→ **Pagina**:
===
Il Tempo Perso di Gonzalo Borondo


(Tempo di lettura 6 minuti)
Gonzalo Borondo – Tempo Perso – ph Roberto Conte

Consiglio vivamente la visita alla mostra Tempo Perso di Gonzalo Borondo (Segovia, 1989) in corso alla Galleria Tempesta di Milano fino al 1° marzo 2024, il cui titolo va inteso nell’accezione di tempo storico e cioè perduto, trascorso, che ha a che fare con la memoria individuale e collettiva, con l’identità di persone e popoli, con la storia, con ciò che in queste non è più visibile, non è più presente perché mescolato con altri tempi, altri ricordi, altre memorie. Affacciatosi sulla scena artistica come street artist con capacità e peculiarità tutte sue, egli unisce la capacità di controllo scenografica dello spazio a una intensa ricerca sui luoghi, sulle architetture e quindi sul tempo che le opere degli uomini rappresentano. In un momento in cui tutti parlano di ambiente ci ricorda che lo spazio che ci circonda è definito storicamente.
===
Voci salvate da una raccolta
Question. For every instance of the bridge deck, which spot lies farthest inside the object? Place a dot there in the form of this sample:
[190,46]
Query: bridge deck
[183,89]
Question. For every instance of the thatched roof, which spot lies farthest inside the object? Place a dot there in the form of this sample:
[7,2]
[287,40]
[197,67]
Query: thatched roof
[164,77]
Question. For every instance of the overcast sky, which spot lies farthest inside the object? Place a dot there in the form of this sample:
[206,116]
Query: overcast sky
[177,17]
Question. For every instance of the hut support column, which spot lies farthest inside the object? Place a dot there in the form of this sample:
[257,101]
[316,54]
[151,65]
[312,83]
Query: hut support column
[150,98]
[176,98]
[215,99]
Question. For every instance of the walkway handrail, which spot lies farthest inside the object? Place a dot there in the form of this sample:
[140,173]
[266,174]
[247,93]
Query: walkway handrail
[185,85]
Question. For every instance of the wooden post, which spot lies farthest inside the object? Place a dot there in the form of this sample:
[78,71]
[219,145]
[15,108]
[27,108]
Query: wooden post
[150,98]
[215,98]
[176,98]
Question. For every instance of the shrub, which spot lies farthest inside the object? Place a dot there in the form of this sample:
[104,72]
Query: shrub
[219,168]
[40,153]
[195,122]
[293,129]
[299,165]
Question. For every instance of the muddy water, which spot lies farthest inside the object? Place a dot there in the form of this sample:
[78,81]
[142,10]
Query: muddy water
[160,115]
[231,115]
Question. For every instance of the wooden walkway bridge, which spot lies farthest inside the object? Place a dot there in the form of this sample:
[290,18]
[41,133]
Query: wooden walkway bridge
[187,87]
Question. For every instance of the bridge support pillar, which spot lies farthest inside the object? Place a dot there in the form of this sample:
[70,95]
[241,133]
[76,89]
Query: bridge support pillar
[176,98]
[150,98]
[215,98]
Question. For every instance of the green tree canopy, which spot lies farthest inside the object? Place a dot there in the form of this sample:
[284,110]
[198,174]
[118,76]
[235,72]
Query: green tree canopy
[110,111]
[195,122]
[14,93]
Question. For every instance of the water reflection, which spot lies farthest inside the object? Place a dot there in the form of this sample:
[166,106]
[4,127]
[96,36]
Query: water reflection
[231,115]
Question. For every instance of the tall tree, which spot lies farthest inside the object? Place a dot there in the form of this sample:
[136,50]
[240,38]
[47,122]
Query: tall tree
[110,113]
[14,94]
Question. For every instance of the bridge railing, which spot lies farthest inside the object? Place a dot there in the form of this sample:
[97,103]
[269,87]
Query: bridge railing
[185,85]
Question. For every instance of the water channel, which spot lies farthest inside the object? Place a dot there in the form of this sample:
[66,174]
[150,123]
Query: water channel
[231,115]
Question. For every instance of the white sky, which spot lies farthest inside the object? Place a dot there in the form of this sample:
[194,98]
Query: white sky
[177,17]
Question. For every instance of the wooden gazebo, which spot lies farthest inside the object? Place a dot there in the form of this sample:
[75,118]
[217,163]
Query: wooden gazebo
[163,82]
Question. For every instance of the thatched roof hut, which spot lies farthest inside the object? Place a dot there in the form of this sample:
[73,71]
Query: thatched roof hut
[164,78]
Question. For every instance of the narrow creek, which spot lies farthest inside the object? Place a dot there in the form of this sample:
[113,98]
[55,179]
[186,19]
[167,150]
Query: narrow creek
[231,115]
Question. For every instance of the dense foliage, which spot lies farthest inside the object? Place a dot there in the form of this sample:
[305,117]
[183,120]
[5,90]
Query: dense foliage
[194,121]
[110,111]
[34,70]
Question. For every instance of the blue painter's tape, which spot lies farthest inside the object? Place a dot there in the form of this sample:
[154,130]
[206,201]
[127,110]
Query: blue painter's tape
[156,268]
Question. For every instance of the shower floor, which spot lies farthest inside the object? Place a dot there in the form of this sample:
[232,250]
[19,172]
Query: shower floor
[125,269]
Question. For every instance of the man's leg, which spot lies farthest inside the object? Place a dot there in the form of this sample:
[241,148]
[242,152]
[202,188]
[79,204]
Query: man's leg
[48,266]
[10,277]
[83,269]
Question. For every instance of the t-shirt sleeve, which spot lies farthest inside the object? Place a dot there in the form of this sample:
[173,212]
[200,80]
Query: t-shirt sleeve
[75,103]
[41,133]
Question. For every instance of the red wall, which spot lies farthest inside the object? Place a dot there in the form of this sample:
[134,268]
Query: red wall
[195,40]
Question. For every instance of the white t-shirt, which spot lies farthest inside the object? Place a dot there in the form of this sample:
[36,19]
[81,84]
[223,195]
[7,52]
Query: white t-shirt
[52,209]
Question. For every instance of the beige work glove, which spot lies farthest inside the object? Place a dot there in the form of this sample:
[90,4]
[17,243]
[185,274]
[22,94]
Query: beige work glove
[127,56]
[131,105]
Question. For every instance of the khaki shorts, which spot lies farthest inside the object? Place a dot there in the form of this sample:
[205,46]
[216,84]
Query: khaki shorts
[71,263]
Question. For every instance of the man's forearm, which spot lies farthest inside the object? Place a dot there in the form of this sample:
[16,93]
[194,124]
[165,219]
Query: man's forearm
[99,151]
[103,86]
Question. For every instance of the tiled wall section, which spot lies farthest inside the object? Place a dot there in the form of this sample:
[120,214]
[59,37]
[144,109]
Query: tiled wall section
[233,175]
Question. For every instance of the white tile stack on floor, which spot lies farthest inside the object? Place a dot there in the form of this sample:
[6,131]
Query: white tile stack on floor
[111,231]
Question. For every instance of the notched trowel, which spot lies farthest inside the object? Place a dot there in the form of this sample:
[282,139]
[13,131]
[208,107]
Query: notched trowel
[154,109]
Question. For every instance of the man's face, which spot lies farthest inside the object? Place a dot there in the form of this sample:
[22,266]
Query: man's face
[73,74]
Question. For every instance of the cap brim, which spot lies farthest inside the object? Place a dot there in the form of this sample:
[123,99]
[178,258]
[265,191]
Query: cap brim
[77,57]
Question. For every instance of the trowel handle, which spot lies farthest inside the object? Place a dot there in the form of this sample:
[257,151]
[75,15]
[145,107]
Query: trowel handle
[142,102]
===
→ **Compiti**:
1. Riscrivi il testo su Tempo Perso, cominciando da "Consiglio vivamente la" e proseguendo fino a "è definito storicamente.".
2. Rispondi a queste domande sul testo su Tempo Perso.
(a) Chi è l'autore della foto indicata sotto il titolo?
(b) Fino a quale data resta aperta la mostra?
(c) In quale veste Gonzalo Borondo si è affacciato sulla scena artistica?

→ **Le soluzioni**:
1.
Consiglio vivamente la visita alla mostra Tempo Perso di Gonzalo Borondo (Segovia, 1989) in corso alla Galleria Tempesta di Milano fino al 1° marzo 2024, il cui titolo va inteso nell’accezione di tempo storico e cioè perduto, trascorso, che ha a che fare con la memoria individuale e collettiva, con l’identità di persone e popoli, con la storia, con ciò che in queste non è più visibile, non è più presente perché mescolato con altri tempi, altri ricordi, altre memorie. Affacciatosi sulla scena artistica come street artist con capacità e peculiarità tutte sue, egli unisce la capacità di controllo scenografica dello spazio a una intensa ricerca sui luoghi, sulle architetture e quindi sul tempo che le opere degli uomini rappresentano. In un momento in cui tutti parlano di ambiente ci ricorda che lo spazio che ci circonda è definito storicamente.

2.
(a) Roberto Conte.
(b) Fino al 1° marzo 2024.
(c) Come street artist.